▶ _SOURCE PASSAGE_:
BHUBANESWAR, India – The increase of waterborne diseases after heavy rains caused flooding and unsafe sanitary conditions in the eastern India has killed up to 250 people and sickened thousands, according to reports last week.
"The death toll in the three cholera-hit districts of the state [of Orissa] – Rayagada, Koraput and Kalahandi – has gone up to 140," said Dr. Usha Patnaik, the state’s director of health services, in an Associated Press report Thursday.
On Friday, however, UK.-based relief group ActionAid said it received reports from local sources that nearly 250 people had died in Koraput, Rayagada and Kalahadi, nearly double the official death toll.
Orissa health secretary Chinmoy Basu said a cholera outbreak in the state was caused by locals drinking water from stagnant pools of water and eating contaminated meat.
“Diarrhea is a seasonal problem. But in our case, the situation is severe,” the health official reported. “The tribals have particular food habits like eating uncooked meat, not drinking water from tube wells. So health and hygiene are also factors.”
In the Rayagada district where at least 59 people have died, a community health care center doctor serving there said more than 3,000 were receiving treatment for water-borne diseases.
However, with a combined population of 150,000 in the districts of Rayagada and Koraput, the lack of doctors has turned out to be a problem.
“[T]here are only three regular government doctors, which means there’s a lone doctor to treat a population of 50,000,” lawmaker Anantram Majhi said.
In response, medical teams have been dispatched to both districts to make up for the shortage of local doctors.
In the state of Bihar on the Naplese border, meanwhile, Catholic Relief Services (CRS) staff and partners in India are responding to an increase in water-borne illnesses.
Nurses in remote health centers are reportedly treating more cases of malaria, diarrhea and respiratory infections. Snake bites are also on the rise, and CRS predicts that health workers will need larger supplies of anti-venom to prevent victims from dying.

▶ _WORK TASK 1_: Duplicate the cholera article's text between "On Friday, however, UK.-based" and "eating contaminated meat.", inclusive.
▶ _WORK TASK 2_: In the cholera article, which relief group reported that nearly 250 people had died in Koraput, Rayagada and Kalahadi?
▶ _WORK TASK 3_: Resume the cholera article from its last sentence and continue writing.

▶ _EXTRACTED RECORDS_:
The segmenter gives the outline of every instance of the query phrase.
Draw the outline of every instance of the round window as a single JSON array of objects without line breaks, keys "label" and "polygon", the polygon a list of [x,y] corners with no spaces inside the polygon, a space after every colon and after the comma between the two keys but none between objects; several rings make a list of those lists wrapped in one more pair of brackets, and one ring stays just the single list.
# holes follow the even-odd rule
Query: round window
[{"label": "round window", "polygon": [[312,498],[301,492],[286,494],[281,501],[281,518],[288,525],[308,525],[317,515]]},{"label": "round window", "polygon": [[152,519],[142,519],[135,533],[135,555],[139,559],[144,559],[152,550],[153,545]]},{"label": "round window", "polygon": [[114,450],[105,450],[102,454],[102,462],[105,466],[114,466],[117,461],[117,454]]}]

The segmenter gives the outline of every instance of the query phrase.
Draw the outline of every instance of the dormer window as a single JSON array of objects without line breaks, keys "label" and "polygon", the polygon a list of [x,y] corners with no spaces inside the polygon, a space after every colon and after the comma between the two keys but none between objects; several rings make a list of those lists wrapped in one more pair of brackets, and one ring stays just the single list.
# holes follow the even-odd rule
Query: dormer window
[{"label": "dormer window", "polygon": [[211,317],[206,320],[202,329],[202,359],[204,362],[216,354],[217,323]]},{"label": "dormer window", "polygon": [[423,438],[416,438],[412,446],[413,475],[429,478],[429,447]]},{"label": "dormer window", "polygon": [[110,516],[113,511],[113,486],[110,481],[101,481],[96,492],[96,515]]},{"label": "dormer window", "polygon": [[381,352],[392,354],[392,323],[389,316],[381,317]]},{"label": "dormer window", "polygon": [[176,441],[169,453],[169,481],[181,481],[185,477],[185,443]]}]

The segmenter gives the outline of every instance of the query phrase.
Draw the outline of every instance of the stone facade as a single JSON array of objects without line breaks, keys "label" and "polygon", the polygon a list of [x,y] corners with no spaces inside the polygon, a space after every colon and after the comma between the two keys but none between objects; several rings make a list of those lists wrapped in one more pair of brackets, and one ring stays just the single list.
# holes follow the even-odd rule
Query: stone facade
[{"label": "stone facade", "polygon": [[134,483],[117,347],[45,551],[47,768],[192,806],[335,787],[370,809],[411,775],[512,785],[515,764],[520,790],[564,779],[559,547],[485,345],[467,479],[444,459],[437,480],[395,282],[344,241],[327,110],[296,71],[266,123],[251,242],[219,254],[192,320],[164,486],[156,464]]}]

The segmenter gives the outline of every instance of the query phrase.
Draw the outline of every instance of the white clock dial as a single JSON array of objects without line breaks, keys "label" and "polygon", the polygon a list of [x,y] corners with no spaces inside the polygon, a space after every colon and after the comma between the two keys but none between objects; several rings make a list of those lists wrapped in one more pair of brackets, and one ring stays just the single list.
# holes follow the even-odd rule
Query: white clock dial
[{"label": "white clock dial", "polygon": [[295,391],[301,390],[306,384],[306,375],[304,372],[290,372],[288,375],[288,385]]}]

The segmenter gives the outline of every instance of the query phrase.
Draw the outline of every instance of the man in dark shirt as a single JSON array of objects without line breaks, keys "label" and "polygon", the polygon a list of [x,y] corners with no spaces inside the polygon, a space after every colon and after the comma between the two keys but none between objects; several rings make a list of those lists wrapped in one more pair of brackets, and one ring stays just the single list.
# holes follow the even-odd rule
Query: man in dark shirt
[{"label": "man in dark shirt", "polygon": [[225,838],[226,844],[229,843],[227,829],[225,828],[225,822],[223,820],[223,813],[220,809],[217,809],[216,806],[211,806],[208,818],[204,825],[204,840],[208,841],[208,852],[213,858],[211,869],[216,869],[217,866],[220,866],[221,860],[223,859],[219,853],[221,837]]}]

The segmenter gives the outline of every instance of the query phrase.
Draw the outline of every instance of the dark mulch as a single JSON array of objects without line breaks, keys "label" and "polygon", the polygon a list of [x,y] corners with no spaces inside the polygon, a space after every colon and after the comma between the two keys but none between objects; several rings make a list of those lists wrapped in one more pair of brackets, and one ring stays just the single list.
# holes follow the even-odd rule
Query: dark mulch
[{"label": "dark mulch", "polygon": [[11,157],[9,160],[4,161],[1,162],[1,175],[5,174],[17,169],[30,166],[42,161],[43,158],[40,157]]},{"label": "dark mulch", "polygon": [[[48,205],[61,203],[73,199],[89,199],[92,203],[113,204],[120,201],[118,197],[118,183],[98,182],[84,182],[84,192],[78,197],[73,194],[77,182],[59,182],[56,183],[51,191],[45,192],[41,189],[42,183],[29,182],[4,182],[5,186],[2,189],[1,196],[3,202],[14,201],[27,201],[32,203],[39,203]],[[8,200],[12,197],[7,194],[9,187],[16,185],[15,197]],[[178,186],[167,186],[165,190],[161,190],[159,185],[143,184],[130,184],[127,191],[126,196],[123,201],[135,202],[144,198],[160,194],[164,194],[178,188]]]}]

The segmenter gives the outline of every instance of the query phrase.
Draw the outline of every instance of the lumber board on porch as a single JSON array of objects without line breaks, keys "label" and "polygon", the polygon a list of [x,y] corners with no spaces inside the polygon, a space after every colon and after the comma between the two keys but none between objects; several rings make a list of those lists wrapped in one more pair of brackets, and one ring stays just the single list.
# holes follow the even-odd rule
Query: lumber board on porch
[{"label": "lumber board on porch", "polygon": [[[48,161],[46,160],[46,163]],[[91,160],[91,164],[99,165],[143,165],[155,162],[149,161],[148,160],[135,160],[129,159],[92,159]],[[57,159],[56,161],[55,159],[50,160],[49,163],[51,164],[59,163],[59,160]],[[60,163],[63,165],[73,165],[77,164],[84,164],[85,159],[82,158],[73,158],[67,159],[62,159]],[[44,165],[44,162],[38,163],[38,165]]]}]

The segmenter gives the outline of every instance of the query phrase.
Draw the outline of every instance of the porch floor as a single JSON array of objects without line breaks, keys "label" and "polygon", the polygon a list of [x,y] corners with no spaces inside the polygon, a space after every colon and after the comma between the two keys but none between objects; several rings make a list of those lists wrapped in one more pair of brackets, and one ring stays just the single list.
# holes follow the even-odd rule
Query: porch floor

▶ _EXERCISE ANSWER 1_:
On Friday, however, UK.-based relief group ActionAid said it received reports from local sources that nearly 250 people had died in Koraput, Rayagada and Kalahadi, nearly double the official death toll.
Orissa health secretary Chinmoy Basu said a cholera outbreak in the state was caused by locals drinking water from stagnant pools of water and eating contaminated meat.

▶ _EXERCISE ANSWER 2_: ActionAid, a UK-based relief group.

▶ _EXERCISE ANSWER 3_:
"Snake bites are not uncommon in the summer months, but the number of cases this year in Bihar is much higher due to the flooding," said Jennifer Poidatz, CRS India country representative, in a report last Wednesday. "With more heavy rain in the forecast, we're concerned the health risks here could get much worse."
Across the country, CRS – the official international humanitarian agency of the Catholic community in the United States – has been working with local partners and the government to provide flood relief to 50,000 families in five states. The agency's $5 million commitment is also supporting monsoon relief efforts in Pakistan, Nepal and Bangladesh.
Other Christian aid agencies – including Action by Churches Together (ACT) International, BWAid, Christian Aid, Tearfund, the Evangelical Fellowship of India Commission on Relief (EFICOR), Caritas Internationalis, and the Catholic Agency for Overseas Development (CAFOD), among others – are also working with their partners in various Indian states and regions to bring relief to devastated areas.
Pope Benedict XVI last month called for a "generous" international response to aid the victims.
"I urge the church community to pray for the victims and support all initiatives of solidarity to lessen the suffering of so many people," he said during a traditional Sunday blessing.
Monsoon season rains usually hit South Asia from June to September. They are vital to farmers whose crops feed hundreds of millions of people, but also deadly. Around 3,000 people have died this year, more than double the number killed in 2006.